** start **

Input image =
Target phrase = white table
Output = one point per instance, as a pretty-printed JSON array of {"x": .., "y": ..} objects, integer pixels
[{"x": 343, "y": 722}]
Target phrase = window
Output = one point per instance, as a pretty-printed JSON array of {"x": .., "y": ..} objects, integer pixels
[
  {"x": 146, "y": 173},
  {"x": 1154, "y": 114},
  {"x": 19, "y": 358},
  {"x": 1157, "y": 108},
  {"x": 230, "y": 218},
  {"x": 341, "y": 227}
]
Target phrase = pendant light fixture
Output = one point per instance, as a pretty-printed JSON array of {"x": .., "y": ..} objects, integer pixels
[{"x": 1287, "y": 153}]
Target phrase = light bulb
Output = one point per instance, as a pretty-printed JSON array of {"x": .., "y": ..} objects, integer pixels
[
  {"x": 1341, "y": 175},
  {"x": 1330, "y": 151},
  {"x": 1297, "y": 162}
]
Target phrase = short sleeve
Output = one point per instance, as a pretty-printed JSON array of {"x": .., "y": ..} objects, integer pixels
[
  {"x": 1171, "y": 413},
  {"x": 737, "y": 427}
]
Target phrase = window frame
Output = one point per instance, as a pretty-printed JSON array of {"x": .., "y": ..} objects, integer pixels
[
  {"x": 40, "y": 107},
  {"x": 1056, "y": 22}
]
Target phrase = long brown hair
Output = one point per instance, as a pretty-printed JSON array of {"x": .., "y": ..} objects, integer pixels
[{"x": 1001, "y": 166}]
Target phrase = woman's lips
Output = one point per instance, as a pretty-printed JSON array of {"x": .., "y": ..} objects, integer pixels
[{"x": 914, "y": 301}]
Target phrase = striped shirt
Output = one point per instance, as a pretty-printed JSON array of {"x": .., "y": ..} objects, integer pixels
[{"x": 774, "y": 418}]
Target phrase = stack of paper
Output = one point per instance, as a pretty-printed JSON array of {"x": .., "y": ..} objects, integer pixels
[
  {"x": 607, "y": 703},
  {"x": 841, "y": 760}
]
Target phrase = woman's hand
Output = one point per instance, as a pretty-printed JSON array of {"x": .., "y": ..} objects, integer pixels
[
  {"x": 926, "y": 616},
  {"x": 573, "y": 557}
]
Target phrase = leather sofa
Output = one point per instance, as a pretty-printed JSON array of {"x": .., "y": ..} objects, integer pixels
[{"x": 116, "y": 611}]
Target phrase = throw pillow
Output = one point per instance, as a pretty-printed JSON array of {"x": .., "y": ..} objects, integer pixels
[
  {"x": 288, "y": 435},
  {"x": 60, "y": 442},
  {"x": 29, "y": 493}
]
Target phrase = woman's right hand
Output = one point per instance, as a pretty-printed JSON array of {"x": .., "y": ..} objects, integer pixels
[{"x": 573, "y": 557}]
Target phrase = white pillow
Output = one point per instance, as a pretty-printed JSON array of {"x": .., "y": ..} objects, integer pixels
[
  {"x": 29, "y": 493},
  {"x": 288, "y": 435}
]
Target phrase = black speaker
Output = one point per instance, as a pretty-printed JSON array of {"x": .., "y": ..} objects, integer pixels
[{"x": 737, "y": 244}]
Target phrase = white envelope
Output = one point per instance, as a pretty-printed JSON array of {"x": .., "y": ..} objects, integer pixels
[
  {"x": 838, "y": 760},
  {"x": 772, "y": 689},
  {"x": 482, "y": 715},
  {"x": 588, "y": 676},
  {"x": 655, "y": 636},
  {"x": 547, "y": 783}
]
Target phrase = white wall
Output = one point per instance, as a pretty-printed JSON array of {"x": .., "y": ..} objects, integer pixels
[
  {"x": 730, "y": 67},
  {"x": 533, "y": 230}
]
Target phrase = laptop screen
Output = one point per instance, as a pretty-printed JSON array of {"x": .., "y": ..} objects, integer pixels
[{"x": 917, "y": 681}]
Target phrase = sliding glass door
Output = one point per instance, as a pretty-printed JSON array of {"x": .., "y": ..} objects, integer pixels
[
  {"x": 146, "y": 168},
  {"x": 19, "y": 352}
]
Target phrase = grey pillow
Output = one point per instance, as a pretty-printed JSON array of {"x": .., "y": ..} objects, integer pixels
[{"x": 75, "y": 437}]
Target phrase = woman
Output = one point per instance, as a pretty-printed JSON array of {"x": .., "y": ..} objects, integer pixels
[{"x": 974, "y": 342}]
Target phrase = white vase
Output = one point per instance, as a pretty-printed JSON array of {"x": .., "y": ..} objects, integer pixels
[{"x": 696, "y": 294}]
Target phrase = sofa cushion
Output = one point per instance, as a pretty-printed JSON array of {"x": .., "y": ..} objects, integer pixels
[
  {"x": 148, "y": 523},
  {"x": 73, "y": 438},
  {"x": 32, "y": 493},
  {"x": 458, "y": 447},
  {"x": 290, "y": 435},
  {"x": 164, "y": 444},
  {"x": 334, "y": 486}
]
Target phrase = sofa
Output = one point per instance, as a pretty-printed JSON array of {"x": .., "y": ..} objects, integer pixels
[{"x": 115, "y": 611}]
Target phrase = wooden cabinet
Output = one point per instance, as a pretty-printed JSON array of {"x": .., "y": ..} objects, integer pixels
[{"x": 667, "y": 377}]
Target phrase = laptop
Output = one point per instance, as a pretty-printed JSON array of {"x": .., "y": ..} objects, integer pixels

** end **

▶ _Problem description_: Every line above should be printed again exactly as it stands.

▶ _Response_:
Input image =
Target phrase = white table
Output = one point per instance, as a pretty-printed JSON array of {"x": .., "y": ..} objects, integer pixels
[{"x": 343, "y": 722}]
Target phrase = window
Output = one point per instance, as a pretty-printed JSON array of {"x": .., "y": ..} objects, integer pixels
[
  {"x": 146, "y": 173},
  {"x": 1154, "y": 114},
  {"x": 19, "y": 358},
  {"x": 1157, "y": 108},
  {"x": 230, "y": 218},
  {"x": 341, "y": 227}
]
Target phrase = pendant light fixture
Output = one point per instance, as a pretty-printed JSON array of {"x": .., "y": ..} objects, integer pixels
[{"x": 1287, "y": 153}]
Target phrase = light bulb
Output = one point per instance, as a pretty-printed JSON array of {"x": .., "y": ..} objects, integer pixels
[
  {"x": 1341, "y": 175},
  {"x": 1330, "y": 151},
  {"x": 1297, "y": 162}
]
Target phrase = short sleeve
Output = one point per instance, as a pretty-printed JSON array of {"x": .., "y": ..} objects, integer pixels
[
  {"x": 1171, "y": 413},
  {"x": 737, "y": 427}
]
Target phrase = window frame
Output = one point per instance, as a pretty-printed JSON array of {"x": .., "y": ..} objects, integer pixels
[
  {"x": 40, "y": 107},
  {"x": 1056, "y": 22}
]
Target phrase = long brown hair
Output = one point per instance, as a pretty-printed JSON array of {"x": .., "y": ..} objects, integer pixels
[{"x": 1001, "y": 166}]
Target phrase = woman's lips
Output = one point per instance, as a pretty-printed JSON array of {"x": .., "y": ..} objects, integer pixels
[{"x": 914, "y": 301}]
Target phrase = striped shirt
Output = one point per instance, as a pretty-printed JSON array of {"x": .., "y": ..} objects, integer pixels
[{"x": 774, "y": 418}]
Target phrase = stack of paper
Output = one point per instance, as a pretty-printed JSON array of {"x": .., "y": ..} objects, integer pixels
[
  {"x": 607, "y": 703},
  {"x": 841, "y": 760}
]
Target phrase = woman's hand
Output = one point per instance, as a pretty-printed JSON array of {"x": .., "y": ..} objects, integer pixels
[
  {"x": 926, "y": 616},
  {"x": 573, "y": 557}
]
Target phrase = leather sofa
Output = one point per instance, as a pretty-printed JSON array of {"x": .., "y": ..} objects, integer pixels
[{"x": 116, "y": 611}]
Target phrase = throw pillow
Output = one point per instance, as a pretty-printed JSON array of {"x": .., "y": ..} objects, integer pixels
[
  {"x": 288, "y": 435},
  {"x": 60, "y": 442},
  {"x": 29, "y": 493}
]
Target phrase = woman's right hand
Output = one point per instance, as a pretty-printed JSON array of {"x": .., "y": ..} objects, integer pixels
[{"x": 573, "y": 557}]
Target phrase = white pillow
Output = one point per instance, as a pretty-printed JSON array of {"x": .., "y": ..} objects, integer pixels
[
  {"x": 29, "y": 493},
  {"x": 288, "y": 435}
]
Target phrase = black speaker
Output = one point per instance, as a pretty-printed JSON array of {"x": .., "y": ..} objects, integer pixels
[{"x": 737, "y": 244}]
Target phrase = white envelope
Output = one point per instance, as a pretty-printed JSON array of {"x": .., "y": ..} objects, integer pixels
[
  {"x": 838, "y": 760},
  {"x": 772, "y": 689},
  {"x": 482, "y": 715},
  {"x": 588, "y": 676},
  {"x": 655, "y": 636},
  {"x": 547, "y": 783}
]
Target phrase = white wall
Output = one point per instance, as a pretty-printed JSON array of {"x": .., "y": ..} objects, integer pixels
[
  {"x": 730, "y": 67},
  {"x": 533, "y": 230}
]
Target phrase = laptop screen
Output = one point per instance, as a pretty-printed JSON array of {"x": .., "y": ..} objects, integer pixels
[{"x": 917, "y": 681}]
Target phrase = sliding glass door
Output = one point per instance, as a pretty-printed JSON array of {"x": .., "y": ..} objects, integer pixels
[
  {"x": 146, "y": 168},
  {"x": 19, "y": 352}
]
Target phrase = grey pillow
Output = one point per instance, as a pretty-printed JSON array of {"x": .., "y": ..} objects, integer pixels
[{"x": 75, "y": 437}]
Target phrase = woman
Output = one point per instance, as a pretty-printed JSON array of {"x": .., "y": ..} objects, integer pixels
[{"x": 974, "y": 342}]
Target phrase = white vase
Output = one point per instance, as a pretty-printed JSON array of {"x": .., "y": ..} objects, integer pixels
[{"x": 696, "y": 294}]
Target phrase = sofa cushion
Output = one point per instance, as a pretty-printed JSON array of {"x": .., "y": ..} objects, integer pixels
[
  {"x": 148, "y": 523},
  {"x": 73, "y": 438},
  {"x": 32, "y": 493},
  {"x": 458, "y": 447},
  {"x": 290, "y": 435},
  {"x": 164, "y": 444},
  {"x": 334, "y": 486}
]
Target phrase = sofa
Output = one point per instance, as a pretty-printed JSON array of {"x": .., "y": ..} objects, integer pixels
[{"x": 115, "y": 611}]
Target phrase = wooden cabinet
Output = one point per instance, as a pretty-printed JSON array of {"x": .., "y": ..} objects, integer pixels
[{"x": 667, "y": 377}]
Target phrase = laptop
Output = one point per instance, as a pretty-printed JSON array of {"x": .., "y": ..} objects, integer pixels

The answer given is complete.